### Page excerpt
※ ※ ※

Dating two guys at the same time. | Welcome to Linda Ikeji's Blog

LI_Leaderboard_4

LI_Leaderboard_1

LI_Leaderboard_2

LI_Leaderboard_3

Tuesday 5 June 2007

Dating two guys at the same time.

On my Friday night outing, I saw someone I hadn't seen in a while. She was at Fashion Cafe with a guy whom she later introduced to me as her boyfriend. For some weird reason, every time I see a man and a woman together, especially if they seem intimate or something seems 'off' about them, I look at their fingers to see if I'll spot a wedding ring. This guy was wearing a ring quite alright, but the girl isn't married.

I have met a few girls who have introduced married men to me as their boyfriends. Maybe it's me but I find it very odd.

I don't condone but I understand the need for some girls to date married men...for money. What I don't understand is being in a serious relationship with a man who has a wife and kids. Especially when you've reached marriageable age yourself. Why would any woman in her right thinking mind be in a very serious relationship with a married man who has no intention of taking another wife?

This girl is at least 2 years older than me and I just couldn't understand why she was at a night club, kissing and introducing the guy as the love of her life...it still puzzles me sha!

If he's married, why take him serious? Why not something casual, get what you want and leave as fast as you can, instead of being in a 2/3/4 year relationship with a man whose wife has had two kids for him since you came into his life...I don't understand how some women can let themselves be used that way...

※ ※ ※

### Records shown
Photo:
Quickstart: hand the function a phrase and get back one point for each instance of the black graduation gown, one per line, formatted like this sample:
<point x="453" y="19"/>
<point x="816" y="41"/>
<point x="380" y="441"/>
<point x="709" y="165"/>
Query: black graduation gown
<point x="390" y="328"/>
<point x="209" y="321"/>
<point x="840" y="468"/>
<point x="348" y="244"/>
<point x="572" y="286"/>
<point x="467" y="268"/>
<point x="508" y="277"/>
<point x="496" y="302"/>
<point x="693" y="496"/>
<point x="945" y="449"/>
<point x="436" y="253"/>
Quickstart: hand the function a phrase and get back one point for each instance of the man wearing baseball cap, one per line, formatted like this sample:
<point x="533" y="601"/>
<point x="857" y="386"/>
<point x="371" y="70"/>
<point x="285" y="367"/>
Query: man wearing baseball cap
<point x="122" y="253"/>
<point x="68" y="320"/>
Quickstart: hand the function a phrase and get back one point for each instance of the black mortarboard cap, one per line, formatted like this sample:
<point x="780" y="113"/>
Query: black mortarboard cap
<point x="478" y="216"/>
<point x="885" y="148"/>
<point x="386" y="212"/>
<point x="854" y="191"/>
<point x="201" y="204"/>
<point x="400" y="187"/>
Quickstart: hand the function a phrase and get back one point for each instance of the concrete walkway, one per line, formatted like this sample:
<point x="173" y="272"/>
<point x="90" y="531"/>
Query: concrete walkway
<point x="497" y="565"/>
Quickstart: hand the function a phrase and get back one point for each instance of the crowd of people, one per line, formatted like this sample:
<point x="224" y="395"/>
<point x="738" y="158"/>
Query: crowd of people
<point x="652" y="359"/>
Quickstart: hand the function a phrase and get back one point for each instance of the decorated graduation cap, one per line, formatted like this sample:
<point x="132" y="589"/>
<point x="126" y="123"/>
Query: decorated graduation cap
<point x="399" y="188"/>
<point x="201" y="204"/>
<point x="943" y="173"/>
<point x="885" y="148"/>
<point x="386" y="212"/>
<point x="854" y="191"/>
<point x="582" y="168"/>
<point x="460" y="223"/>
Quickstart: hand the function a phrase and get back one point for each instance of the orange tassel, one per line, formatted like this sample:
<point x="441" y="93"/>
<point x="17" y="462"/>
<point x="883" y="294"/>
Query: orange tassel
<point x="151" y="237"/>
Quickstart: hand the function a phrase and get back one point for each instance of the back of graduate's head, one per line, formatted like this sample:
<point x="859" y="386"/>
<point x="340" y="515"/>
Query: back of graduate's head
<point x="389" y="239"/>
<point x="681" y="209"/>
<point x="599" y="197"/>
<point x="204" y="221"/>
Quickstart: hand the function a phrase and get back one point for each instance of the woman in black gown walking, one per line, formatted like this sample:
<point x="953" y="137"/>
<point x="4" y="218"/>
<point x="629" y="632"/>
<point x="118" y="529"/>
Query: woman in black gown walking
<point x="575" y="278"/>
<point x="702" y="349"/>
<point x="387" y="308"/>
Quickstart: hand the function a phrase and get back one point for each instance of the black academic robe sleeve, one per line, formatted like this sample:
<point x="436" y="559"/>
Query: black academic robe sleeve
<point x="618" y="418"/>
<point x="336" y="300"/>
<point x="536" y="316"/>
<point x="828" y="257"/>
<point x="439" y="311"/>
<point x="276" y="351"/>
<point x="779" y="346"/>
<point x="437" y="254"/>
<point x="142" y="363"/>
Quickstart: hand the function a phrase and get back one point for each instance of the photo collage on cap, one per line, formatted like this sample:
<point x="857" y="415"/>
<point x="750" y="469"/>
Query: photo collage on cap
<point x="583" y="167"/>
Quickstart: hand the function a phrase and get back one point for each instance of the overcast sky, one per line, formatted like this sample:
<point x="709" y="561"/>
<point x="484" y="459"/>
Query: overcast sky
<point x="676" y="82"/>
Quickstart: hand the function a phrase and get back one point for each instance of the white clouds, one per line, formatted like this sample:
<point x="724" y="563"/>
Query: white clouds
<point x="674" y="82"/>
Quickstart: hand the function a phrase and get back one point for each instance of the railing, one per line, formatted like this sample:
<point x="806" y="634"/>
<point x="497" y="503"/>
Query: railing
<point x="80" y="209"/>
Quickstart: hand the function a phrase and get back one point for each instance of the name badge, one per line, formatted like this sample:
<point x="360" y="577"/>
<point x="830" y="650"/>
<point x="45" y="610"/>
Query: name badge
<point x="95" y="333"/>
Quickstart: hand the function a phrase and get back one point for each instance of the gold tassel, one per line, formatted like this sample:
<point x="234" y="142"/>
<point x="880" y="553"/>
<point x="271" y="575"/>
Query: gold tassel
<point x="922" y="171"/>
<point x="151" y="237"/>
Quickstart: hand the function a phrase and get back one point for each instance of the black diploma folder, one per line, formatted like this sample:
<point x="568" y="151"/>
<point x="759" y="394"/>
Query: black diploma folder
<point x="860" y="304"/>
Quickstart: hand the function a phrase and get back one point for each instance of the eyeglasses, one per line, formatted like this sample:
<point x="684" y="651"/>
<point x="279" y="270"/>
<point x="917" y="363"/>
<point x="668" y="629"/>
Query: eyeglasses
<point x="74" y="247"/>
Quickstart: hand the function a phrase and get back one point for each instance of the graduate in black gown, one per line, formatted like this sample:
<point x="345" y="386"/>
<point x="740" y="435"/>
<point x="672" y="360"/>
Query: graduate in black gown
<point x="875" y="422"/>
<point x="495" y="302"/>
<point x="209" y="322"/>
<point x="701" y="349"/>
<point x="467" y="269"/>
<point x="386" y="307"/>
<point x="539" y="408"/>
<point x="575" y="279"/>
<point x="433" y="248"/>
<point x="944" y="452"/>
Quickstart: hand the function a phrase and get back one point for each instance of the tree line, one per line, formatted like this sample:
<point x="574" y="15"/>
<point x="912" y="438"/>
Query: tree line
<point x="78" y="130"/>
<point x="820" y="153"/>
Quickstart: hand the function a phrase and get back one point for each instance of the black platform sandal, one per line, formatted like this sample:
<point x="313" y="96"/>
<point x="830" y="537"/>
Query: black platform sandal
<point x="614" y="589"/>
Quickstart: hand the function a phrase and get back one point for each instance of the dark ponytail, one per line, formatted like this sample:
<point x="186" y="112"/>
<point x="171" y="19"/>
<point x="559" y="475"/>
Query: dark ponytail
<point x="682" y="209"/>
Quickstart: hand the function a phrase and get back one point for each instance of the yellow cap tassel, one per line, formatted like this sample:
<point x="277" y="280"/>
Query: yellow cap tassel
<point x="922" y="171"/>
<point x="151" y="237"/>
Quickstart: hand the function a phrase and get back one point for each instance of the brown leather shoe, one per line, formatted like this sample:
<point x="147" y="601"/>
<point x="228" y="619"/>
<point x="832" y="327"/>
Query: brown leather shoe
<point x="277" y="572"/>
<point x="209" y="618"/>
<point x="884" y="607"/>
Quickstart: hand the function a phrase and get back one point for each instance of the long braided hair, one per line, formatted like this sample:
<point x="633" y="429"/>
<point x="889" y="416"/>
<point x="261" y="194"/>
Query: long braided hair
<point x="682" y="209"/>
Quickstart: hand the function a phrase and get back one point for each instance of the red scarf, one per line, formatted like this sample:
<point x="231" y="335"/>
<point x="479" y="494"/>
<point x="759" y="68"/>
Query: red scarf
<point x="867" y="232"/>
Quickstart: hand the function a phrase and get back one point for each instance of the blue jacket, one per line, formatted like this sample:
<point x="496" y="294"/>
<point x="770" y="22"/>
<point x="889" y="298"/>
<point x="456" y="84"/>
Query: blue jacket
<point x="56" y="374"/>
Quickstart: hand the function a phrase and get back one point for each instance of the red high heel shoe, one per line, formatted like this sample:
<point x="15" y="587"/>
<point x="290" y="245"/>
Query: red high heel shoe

※ ※ ※

### The exercise
From the blog post above about dating married men, reproduce word for word the passage starting with "Tuesday 5 June" and going on through "it very odd.".

### Final answer
Tuesday 5 June 2007

Dating two guys at the same time.

On my Friday night outing, I saw someone I hadn't seen in a while. She was at Fashion Cafe with a guy whom she later introduced to me as her boyfriend. For some weird reason, every time I see a man and a woman together, especially if they seem intimate or something seems 'off' about them, I look at their fingers to see if I'll spot a wedding ring. This guy was wearing a ring quite alright, but the girl isn't married.

I have met a few girls who have introduced married men to me as their boyfriends. Maybe it's me but I find it very odd.